Consigne ->
Recopiez fidèlement le passage de l'extrait sur le cinéma sud-africain qui s'ouvre sur les mots contenant « Nul doute que » et se termine par « du cinéma commercial. ».

Extrait proposé ->
====

Nul doute que trente ans après la fin du régime ségrégatif, les discours introspectifs – cathartiques pourrait-on même dire –, et le regard critique issu du cinéma sud-africain contemporain ont pu s’abreuver des larges consultations de la Commission « Vérité́ et Réconciliation » (Dovey, 2009), présidée par le Prix Nobel de la paix Desmond Tutu. Ce cinéma s’emploie donc à faire montre de créativité́. Il met en exergue une situation sociale préoccupante sur bien des plans, s’attelant à représenter les exclus d’hier, tout en usant des codes cinématographiques en vigueur. In fine, il en émane une certaine originalité́ de « contenu », laquelle va finir par s’hybrider aux normes et artifices cinématographiques les plus connus, regardant du côté du cinéma commercial.

====

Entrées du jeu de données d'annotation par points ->
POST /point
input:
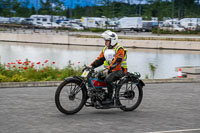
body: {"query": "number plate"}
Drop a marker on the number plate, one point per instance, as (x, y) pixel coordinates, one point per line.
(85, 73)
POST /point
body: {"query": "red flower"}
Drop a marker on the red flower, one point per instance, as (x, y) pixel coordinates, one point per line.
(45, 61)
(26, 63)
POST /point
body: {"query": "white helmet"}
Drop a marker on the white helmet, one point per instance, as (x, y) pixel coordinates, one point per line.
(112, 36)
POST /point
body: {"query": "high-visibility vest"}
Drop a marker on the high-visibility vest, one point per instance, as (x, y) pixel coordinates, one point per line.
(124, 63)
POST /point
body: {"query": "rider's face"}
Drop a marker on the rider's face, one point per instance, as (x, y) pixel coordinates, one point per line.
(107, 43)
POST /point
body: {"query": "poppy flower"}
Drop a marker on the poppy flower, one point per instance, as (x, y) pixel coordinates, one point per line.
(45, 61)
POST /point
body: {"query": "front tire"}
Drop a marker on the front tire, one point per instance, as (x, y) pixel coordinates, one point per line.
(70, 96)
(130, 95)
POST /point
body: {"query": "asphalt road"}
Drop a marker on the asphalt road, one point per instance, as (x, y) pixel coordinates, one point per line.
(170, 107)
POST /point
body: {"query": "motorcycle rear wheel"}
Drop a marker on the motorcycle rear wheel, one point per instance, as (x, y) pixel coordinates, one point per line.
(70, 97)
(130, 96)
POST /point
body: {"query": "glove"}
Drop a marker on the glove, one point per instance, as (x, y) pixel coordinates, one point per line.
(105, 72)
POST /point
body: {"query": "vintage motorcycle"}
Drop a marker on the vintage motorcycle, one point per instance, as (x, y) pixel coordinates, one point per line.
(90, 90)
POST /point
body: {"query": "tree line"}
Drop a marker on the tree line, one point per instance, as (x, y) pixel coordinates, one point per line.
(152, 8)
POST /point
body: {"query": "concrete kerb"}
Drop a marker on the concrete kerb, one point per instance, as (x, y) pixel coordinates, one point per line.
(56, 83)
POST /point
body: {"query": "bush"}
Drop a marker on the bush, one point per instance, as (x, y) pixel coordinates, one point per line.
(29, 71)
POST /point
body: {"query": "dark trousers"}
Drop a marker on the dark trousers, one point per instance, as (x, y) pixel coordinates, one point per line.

====

Réponse ->
Nul doute que trente ans après la fin du régime ségrégatif, les discours introspectifs – cathartiques pourrait-on même dire –, et le regard critique issu du cinéma sud-africain contemporain ont pu s’abreuver des larges consultations de la Commission « Vérité́ et Réconciliation » (Dovey, 2009), présidée par le Prix Nobel de la paix Desmond Tutu. Ce cinéma s’emploie donc à faire montre de créativité́. Il met en exergue une situation sociale préoccupante sur bien des plans, s’attelant à représenter les exclus d’hier, tout en usant des codes cinématographiques en vigueur. In fine, il en émane une certaine originalité́ de « contenu », laquelle va finir par s’hybrider aux normes et artifices cinématographiques les plus connus, regardant du côté du cinéma commercial.